* _Record extracts_
★ ★ ★ ★

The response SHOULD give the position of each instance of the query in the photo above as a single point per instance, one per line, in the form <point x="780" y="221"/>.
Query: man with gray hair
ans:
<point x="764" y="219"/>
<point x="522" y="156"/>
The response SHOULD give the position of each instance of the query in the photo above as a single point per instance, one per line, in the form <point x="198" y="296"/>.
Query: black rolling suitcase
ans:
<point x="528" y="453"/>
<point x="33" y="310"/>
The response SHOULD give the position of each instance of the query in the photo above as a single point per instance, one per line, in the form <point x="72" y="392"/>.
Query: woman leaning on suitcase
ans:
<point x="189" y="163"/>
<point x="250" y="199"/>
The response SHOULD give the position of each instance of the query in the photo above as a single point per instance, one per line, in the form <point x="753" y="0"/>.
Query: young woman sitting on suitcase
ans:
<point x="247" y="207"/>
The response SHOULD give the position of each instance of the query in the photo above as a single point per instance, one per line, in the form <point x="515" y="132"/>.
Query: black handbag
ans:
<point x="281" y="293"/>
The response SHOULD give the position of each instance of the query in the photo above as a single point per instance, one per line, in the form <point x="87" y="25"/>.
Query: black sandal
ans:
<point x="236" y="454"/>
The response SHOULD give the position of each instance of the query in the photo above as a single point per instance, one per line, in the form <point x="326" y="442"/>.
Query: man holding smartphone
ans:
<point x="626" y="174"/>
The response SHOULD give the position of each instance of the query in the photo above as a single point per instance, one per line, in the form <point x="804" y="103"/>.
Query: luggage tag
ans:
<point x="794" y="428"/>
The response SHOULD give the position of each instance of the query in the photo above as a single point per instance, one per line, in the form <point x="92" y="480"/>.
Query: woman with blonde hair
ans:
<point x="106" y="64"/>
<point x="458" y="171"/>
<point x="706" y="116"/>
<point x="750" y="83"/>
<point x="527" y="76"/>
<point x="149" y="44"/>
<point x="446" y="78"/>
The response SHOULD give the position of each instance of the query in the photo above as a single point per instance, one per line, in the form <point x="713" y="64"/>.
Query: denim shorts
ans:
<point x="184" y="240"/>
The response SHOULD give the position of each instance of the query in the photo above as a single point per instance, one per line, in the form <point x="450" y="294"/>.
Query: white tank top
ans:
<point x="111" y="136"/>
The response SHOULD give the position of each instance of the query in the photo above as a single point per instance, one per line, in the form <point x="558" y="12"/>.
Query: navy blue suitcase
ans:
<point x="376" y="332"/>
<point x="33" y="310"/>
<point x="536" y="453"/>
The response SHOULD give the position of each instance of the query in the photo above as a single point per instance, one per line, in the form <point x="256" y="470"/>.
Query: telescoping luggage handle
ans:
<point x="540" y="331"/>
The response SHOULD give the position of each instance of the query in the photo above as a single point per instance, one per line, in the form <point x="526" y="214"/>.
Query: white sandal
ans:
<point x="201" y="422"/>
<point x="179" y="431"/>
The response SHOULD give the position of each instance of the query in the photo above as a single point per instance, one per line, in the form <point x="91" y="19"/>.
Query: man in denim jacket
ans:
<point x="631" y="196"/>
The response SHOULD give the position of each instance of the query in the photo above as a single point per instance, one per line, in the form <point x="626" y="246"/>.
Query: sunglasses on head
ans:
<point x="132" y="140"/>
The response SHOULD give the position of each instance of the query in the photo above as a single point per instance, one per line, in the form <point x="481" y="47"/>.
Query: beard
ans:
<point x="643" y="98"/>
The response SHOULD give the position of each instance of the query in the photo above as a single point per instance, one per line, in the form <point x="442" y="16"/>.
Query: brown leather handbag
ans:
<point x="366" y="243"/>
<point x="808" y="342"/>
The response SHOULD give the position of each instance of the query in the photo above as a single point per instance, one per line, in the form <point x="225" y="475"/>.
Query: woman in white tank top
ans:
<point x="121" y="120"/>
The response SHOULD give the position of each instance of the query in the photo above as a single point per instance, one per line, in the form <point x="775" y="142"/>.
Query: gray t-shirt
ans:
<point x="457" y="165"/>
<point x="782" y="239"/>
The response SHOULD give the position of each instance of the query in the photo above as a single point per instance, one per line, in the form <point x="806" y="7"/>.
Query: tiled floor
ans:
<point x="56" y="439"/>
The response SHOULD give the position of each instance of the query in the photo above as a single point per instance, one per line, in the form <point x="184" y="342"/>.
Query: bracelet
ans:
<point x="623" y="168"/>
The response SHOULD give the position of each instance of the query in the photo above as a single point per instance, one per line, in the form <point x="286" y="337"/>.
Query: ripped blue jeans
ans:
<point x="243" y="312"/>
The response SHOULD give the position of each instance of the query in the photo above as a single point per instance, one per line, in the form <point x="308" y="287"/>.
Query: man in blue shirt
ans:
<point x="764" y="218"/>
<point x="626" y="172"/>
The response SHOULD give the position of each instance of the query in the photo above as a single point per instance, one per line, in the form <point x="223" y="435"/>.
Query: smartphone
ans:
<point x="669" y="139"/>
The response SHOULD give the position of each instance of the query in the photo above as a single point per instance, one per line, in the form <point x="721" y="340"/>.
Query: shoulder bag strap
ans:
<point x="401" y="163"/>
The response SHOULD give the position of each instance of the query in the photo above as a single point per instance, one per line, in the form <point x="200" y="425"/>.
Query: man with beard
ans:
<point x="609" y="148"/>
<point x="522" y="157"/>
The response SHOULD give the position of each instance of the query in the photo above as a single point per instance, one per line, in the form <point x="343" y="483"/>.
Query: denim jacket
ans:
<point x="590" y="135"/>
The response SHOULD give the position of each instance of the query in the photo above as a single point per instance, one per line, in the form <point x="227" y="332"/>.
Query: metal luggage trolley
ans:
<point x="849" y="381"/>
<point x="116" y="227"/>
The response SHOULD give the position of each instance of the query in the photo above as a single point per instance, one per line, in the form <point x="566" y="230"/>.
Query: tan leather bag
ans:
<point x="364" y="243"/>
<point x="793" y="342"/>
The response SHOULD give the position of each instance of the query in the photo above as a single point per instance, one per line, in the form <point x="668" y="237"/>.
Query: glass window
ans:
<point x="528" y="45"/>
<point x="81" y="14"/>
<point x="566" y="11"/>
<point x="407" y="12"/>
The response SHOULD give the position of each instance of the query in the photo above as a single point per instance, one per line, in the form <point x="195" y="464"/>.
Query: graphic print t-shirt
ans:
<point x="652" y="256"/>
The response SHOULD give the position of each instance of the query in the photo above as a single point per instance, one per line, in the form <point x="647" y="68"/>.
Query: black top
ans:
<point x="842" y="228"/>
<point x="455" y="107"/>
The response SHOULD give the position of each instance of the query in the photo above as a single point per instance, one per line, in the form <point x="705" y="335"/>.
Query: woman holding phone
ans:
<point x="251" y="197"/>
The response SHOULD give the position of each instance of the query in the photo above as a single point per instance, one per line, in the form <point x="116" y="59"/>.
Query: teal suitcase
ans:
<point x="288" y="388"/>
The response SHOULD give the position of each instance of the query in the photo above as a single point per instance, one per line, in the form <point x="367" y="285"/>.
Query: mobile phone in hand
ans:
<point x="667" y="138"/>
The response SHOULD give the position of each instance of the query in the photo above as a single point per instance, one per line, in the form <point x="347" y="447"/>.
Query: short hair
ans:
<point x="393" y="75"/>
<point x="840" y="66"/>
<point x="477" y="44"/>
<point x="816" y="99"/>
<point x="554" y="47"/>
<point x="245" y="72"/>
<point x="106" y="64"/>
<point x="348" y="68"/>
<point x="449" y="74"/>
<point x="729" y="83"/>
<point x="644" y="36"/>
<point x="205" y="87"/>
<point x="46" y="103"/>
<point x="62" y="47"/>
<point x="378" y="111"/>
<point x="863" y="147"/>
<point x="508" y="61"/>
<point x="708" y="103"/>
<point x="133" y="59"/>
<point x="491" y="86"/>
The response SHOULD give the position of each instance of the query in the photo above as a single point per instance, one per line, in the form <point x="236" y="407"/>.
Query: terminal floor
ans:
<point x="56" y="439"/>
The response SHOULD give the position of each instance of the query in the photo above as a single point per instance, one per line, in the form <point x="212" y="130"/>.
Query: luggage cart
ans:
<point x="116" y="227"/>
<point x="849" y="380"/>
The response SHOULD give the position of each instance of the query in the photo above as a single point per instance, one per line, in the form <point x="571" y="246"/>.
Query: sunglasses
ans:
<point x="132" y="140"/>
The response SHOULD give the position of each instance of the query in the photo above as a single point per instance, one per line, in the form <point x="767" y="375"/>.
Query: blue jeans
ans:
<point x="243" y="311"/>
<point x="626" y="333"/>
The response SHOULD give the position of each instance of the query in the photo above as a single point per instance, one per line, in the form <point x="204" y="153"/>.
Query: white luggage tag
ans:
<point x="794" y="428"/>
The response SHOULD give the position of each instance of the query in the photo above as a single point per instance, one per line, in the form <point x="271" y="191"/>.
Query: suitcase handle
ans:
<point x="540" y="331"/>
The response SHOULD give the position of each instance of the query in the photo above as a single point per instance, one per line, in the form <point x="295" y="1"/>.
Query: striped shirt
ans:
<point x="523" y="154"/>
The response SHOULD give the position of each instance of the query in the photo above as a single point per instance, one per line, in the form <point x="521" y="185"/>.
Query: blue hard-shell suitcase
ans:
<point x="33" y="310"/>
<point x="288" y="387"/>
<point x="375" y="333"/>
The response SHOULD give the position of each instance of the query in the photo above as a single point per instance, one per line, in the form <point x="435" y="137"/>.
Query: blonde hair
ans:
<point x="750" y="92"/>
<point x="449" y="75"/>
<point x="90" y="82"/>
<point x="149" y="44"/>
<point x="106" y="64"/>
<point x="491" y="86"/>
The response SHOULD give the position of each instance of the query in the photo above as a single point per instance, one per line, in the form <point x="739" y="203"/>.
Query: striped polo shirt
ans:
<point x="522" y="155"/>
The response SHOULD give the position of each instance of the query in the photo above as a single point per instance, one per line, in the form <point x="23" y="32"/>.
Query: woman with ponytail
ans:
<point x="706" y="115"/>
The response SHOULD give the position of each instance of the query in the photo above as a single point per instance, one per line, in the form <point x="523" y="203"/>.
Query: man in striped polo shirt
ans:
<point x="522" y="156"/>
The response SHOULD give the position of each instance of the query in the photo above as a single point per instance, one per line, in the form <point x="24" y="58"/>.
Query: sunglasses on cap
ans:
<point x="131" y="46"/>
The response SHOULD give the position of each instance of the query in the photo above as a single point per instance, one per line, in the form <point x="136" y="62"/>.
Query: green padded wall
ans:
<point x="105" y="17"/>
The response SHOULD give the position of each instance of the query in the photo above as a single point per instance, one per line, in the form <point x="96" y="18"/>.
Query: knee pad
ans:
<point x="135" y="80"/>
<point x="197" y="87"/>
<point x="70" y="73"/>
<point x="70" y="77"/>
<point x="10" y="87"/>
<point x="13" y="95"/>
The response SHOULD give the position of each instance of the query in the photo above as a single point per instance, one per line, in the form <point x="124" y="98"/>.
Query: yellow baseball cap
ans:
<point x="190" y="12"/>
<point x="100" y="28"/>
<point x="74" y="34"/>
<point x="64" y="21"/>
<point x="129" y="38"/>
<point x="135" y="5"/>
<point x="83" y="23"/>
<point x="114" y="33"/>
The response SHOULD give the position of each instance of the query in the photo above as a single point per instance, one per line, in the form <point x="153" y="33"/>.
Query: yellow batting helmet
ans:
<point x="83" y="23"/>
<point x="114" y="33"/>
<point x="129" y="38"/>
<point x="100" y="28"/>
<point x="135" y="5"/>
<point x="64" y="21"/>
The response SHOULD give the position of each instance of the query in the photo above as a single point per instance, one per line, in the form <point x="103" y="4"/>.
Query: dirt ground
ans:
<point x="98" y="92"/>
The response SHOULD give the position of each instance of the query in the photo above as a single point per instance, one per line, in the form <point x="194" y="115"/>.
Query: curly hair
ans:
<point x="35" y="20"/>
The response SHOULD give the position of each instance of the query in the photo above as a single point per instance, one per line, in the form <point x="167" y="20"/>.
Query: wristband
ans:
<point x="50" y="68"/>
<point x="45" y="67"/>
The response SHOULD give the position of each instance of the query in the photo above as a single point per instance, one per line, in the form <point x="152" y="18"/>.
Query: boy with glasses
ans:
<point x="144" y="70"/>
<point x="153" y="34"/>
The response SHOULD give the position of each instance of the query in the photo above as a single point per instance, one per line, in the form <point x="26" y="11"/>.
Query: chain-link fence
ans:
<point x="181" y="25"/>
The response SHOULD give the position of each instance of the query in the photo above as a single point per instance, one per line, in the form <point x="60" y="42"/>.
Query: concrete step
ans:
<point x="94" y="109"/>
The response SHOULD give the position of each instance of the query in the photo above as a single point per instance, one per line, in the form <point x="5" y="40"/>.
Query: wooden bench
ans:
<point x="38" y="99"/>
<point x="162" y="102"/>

★ ★ ★ ★

* _What is required_
How many lines in this listing contain "suitcase"? Give that number and stop.

* _Expected answer_
7